Goal of the exercise
Copy the rows below, replacing every "puffin's" with "seabird's" and leaving everything else unchanged. Leave the pictures out of your copy.

Data provided
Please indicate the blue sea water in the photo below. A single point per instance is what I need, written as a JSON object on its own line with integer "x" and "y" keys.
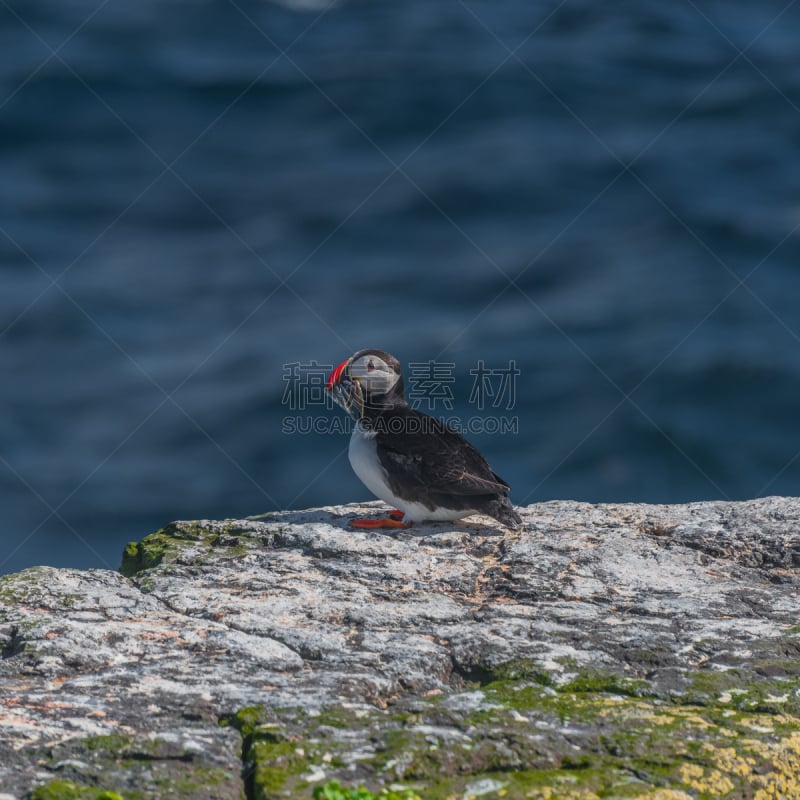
{"x": 204, "y": 204}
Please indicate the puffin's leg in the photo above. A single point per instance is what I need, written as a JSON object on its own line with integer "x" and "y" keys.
{"x": 385, "y": 522}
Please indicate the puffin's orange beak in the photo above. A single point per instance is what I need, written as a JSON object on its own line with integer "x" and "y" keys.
{"x": 336, "y": 375}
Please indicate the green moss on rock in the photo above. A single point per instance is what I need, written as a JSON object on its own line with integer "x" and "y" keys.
{"x": 67, "y": 790}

Correct response
Please indicate the blue sea water in the photo below. A single point per instance is what I need, written as a JSON object on its own line with integer "x" and "y" keys.
{"x": 204, "y": 204}
Please indicate the seabird's leg in the photo above. A single point per instance is what I need, written as a JSON object on its own line with integer "x" and "y" keys.
{"x": 385, "y": 522}
Please indicate the seabird's orange beak in the photo above. A single point per instance is what I need, written as a JSON object on its own line with integer "x" and "y" keys.
{"x": 336, "y": 375}
Please indicate the green moss on rock in the photo above. A single point per instance is what I need, written as a JSON object on its own line with integer "x" and "y" keys.
{"x": 67, "y": 790}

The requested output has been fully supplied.